* **指示内容 A**: 下にある、無気力だった少年が医師を目指すまでを描いた文章を、一字も変えずに全文抜き出してもらえますか？

------ 抽出テキスト ------

無気力な少年が一転 医師を目指す
増田 裕紀(仮名)
「そんなに力まなくてもいいのに……」。目標を持ってがんばっている友人を冷めた目で見ていた。
「今から思うと、働き過ぎて死んだ父のことが、心の隅にあったからかもしれません」
過労で父が亡くなったのは5歳の時だった。
人が死ぬとはどんなことか、すぐには理解できなかったが、もう二度と会えない寂しさが、強烈な恐怖となって幼心に突き刺さった。夜、布団に入るたび「死にたくない」と震える日々が続く。
「死ねばなにもかもなくなるとは思えなかったし、死んだら自分はどこへ行くのだろうと思うとますます不安になりました」
母に尋ねての「考えてもしかたないわ」と言われるだけ。学校では話題にもならず、先生や友人にも聞けなかった。やがて「あきらめるしかないんだ」と思うようになる。

------ データ行 ------

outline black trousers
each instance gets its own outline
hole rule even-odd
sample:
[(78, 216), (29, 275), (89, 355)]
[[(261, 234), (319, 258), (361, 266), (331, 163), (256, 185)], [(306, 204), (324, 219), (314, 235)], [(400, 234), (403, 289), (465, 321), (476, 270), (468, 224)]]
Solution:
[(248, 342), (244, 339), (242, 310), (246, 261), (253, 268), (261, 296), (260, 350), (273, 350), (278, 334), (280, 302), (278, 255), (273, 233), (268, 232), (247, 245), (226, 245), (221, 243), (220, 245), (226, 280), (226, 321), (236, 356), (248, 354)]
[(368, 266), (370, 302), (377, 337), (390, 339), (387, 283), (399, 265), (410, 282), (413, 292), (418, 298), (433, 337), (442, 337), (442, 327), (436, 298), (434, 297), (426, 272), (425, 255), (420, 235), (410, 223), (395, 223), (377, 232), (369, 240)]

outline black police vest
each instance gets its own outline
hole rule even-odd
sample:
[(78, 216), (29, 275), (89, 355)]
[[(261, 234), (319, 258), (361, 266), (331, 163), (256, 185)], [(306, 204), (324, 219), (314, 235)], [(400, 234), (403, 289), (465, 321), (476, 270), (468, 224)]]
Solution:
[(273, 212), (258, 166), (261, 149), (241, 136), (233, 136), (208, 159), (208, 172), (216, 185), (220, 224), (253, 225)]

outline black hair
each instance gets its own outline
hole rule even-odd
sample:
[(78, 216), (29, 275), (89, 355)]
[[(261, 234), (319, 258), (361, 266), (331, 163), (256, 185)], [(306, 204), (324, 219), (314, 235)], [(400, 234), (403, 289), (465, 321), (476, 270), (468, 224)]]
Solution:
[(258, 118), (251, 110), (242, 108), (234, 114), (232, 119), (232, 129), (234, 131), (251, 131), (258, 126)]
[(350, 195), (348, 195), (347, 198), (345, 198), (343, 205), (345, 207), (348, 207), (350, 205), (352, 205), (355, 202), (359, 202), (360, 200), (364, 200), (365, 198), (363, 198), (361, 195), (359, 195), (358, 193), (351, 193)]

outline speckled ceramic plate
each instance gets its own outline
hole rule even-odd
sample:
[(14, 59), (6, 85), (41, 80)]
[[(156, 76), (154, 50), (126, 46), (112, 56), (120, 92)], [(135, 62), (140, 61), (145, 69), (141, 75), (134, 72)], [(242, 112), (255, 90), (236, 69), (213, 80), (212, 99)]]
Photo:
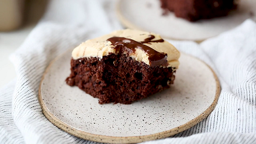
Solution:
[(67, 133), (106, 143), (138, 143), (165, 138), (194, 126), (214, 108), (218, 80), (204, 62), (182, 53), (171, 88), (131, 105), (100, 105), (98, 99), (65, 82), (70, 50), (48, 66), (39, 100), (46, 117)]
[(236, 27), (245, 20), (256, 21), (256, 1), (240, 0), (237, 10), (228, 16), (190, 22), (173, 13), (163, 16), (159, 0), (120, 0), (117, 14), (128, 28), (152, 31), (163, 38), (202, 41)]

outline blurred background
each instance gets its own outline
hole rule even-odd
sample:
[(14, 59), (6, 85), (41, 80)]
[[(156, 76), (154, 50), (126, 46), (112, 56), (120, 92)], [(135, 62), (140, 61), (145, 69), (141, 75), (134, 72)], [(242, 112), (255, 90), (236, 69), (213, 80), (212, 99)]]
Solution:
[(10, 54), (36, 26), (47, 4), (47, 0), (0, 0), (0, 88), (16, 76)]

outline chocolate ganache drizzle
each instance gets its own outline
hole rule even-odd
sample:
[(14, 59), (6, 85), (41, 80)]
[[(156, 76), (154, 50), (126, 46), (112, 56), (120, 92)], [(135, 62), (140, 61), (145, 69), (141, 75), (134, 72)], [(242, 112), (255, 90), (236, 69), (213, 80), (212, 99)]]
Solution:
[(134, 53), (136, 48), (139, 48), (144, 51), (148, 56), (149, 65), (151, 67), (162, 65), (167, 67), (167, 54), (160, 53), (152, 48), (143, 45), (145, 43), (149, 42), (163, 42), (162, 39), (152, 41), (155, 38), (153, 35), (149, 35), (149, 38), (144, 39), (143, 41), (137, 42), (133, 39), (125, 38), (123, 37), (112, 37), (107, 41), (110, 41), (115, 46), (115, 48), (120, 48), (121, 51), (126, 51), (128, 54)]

------
------ データ行 ------

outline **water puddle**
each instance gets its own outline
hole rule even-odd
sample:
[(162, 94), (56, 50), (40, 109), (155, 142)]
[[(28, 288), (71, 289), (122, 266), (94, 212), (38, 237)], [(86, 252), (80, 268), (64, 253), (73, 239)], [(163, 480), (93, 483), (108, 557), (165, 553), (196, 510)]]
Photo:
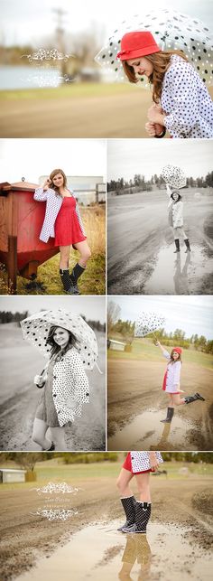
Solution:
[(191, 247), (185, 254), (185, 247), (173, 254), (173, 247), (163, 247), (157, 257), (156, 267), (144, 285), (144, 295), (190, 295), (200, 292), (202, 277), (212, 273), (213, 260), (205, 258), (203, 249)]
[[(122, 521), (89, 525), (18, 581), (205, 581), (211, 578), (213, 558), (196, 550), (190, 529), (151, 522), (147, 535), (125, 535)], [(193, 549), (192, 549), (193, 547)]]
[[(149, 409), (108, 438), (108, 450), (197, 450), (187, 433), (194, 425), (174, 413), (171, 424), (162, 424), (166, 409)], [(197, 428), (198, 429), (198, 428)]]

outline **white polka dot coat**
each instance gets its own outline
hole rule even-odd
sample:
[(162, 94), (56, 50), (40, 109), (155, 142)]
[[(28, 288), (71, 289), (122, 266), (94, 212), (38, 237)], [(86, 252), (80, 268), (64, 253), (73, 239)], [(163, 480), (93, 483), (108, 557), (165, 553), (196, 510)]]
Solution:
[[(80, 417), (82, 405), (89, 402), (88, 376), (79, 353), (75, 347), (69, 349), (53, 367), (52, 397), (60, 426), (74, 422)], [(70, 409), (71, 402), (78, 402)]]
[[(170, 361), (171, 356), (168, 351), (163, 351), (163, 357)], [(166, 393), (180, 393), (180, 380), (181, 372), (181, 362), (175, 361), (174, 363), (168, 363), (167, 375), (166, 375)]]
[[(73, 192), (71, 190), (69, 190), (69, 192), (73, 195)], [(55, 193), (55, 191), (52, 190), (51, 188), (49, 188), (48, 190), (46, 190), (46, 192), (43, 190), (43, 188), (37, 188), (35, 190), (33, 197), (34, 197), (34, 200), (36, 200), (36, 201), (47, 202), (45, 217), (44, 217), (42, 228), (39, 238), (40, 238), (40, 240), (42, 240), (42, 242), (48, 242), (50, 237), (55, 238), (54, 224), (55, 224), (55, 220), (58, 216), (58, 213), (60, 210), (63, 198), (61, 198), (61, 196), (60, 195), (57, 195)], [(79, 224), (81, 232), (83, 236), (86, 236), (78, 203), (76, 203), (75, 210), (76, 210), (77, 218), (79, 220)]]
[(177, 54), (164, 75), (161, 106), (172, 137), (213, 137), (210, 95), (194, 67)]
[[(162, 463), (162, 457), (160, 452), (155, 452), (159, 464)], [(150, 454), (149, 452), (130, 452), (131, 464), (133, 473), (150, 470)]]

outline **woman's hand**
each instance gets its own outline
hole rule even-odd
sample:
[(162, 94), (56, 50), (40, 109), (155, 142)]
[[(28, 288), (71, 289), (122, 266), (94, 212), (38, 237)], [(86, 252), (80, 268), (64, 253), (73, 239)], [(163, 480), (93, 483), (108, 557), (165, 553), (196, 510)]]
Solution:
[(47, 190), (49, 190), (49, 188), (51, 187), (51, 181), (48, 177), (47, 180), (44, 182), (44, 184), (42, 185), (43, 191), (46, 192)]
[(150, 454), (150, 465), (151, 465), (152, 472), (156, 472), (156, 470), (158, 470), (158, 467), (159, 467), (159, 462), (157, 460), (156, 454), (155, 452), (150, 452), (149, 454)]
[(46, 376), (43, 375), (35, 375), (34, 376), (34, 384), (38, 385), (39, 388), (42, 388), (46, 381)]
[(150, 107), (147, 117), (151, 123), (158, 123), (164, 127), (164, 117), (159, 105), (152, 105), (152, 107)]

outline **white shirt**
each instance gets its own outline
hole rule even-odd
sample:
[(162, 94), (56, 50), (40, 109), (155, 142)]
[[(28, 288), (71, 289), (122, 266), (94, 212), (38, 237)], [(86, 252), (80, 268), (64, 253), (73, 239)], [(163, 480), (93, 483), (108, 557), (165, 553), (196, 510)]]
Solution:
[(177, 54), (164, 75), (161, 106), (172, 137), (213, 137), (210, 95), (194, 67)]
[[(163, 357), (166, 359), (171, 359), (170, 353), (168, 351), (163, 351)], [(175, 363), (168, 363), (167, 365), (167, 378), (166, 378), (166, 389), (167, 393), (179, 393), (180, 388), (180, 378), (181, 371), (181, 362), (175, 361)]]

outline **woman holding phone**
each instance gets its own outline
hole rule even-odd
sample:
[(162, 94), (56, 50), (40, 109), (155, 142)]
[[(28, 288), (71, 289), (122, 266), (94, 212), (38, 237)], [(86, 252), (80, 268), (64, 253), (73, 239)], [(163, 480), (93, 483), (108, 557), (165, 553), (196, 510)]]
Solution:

------

* **指示内容 B**: 上のリストのうち、「outline **white shirt**」を含む行から「362), (175, 361)]]」を含む行まで（両端を含む）だけを、指示の行も含めて書き直してもらえますか？その際、解答にある座標の数値はすべて2.6倍して整数に丸め（0.5は切り上げ）、指示や見本の数値はそのままにしてください。

* **回答文 A**:
無気力な少年が一転 医師を目指す
増田 裕紀(仮名)
「そんなに力まなくてもいいのに……」。目標を持ってがんばっている友人を冷めた目で見ていた。
「今から思うと、働き過ぎて死んだ父のことが、心の隅にあったからかもしれません」
過労で父が亡くなったのは5歳の時だった。
人が死ぬとはどんなことか、すぐには理解できなかったが、もう二度と会えない寂しさが、強烈な恐怖となって幼心に突き刺さった。夜、布団に入るたび「死にたくない」と震える日々が続く。
「死ねばなにもかもなくなるとは思えなかったし、死んだら自分はどこへ行くのだろうと思うとますます不安になりました」
母に尋ねての「考えてもしかたないわ」と言われるだけ。学校では話題にもならず、先生や友人にも聞けなかった。やがて「あきらめるしかないんだ」と思うようになる。

* **回答文 B**:
outline **white shirt**
each instance gets its own outline
hole rule even-odd
sample:
[(162, 94), (56, 50), (40, 109), (155, 142)]
[[(28, 288), (71, 289), (122, 266), (94, 212), (38, 237)], [(86, 252), (80, 268), (64, 253), (73, 239)], [(163, 480), (93, 483), (108, 557), (165, 553), (196, 510)]]
Solution:
[(460, 140), (426, 195), (419, 276), (447, 356), (554, 356), (546, 247), (504, 174)]
[[(424, 928), (432, 933), (445, 933), (442, 918), (437, 913), (424, 913)], [(455, 944), (437, 944), (434, 949), (434, 983), (432, 983), (432, 1011), (434, 1022), (465, 1022), (468, 1009), (468, 983), (471, 965), (471, 941), (455, 939)]]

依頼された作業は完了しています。